**WORK REQUEST**
In the text on the Fifth Amendment, how many categories of documents did prosecutors ask Webster Hubbell to produce?

DOCUMENT TEXT section start

The other theory—the one endorsed by Indiana’s Supreme Court this week—holds that it matters whether the police know which documents they’re looking for. If the police are looking for specific documents that they know are in the safe, then there may be no Fifth Amendment problem. But if the request is more of a fishing expedition, then it’s barred by the Fifth Amendment, since the act of opening the safe gives the police access to information they wouldn’t have otherwise. Some courts have found this argument particularly compelling due to the vast amount of information on modern smartphones.

A key ruling here is a 2000 Supreme Court opinion in the prosecution of Webster Hubbell, a Bill Clinton associate who got ensnared by the Whitewater investigation. Prosecutors asked Hubbell to produce documents in 11 broad categories. By combing through the documents Hubbell provided, prosecutors were able to find evidence to charge Hubbell with mail fraud and tax evasion. Hubbell argued that the prosecution violated his Fifth Amendment rights, since he’d been compelled to provide the evidence used to prosecute him.

The Supreme Court sided with Hubbell. The key issue was that the prosecutor’s subpoena to Hubbell lacked particularity. It asked for broad categories of documents and relied on Hubbell to figure out which documents met the criteria prosecutors provided.

Hubbell wasn’t just producing specific documents requested by the government. He was using his own knowledge and judgment to provide the government with documents whose existence it might never have discovered without Hubbell’s help. Whenever Hubbell turned over a document the authorities didn’t know about, he was implicitly admitting that it existed. That admission was an act of testimony protected by the Fifth Amendment, the Supreme Court ruled.

Indiana’s Supreme Court argues that the same principle applies when a suspect is compelled to unlock a smartphone. By unlocking her phone, Katelin Seo would be giving prosecutors access to files they didn’t know existed and might not be able to access any other way.

“Even if we assume the State has shown that Seo knows the password to her smartphone, the State has failed to demonstrate that any particular files on the device exist or that she possessed those files,” Indiana’s Supreme Court held. “Detective Inglis simply confirmed that he would be fishing for ‘incriminating evidence’ from the device.”

DOCUMENT TEXT section end
RECORDED INFORMATION section start

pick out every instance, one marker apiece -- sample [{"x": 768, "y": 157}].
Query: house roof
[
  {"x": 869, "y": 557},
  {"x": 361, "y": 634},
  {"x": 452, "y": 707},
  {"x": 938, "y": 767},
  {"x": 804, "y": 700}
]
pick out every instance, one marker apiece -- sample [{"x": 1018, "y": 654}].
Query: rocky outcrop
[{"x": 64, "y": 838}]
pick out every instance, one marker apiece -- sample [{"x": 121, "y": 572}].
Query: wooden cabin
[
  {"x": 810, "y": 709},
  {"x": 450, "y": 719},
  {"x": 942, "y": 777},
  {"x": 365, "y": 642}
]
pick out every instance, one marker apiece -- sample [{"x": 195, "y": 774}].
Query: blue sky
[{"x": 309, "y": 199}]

RECORDED INFORMATION section end
RECORDED INFORMATION section start

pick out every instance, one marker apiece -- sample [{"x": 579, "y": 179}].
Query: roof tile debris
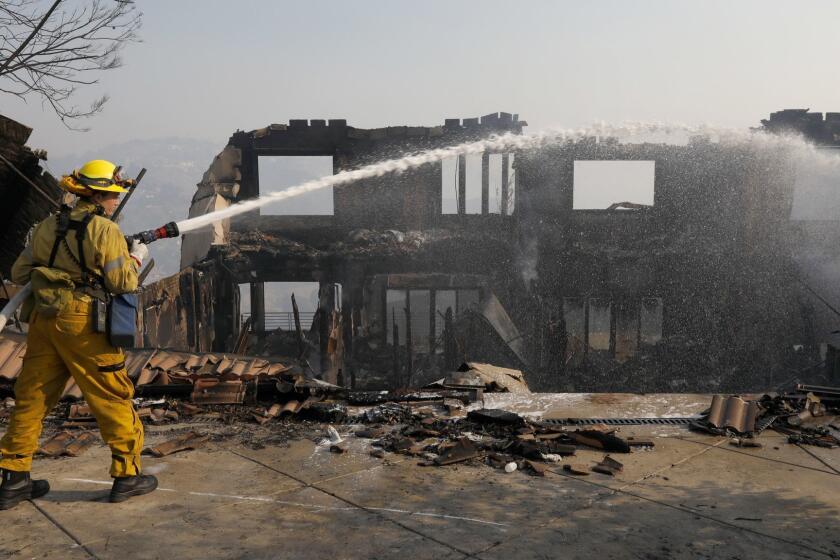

RECORDED INFORMATION section end

**REPLY**
11 broad categories.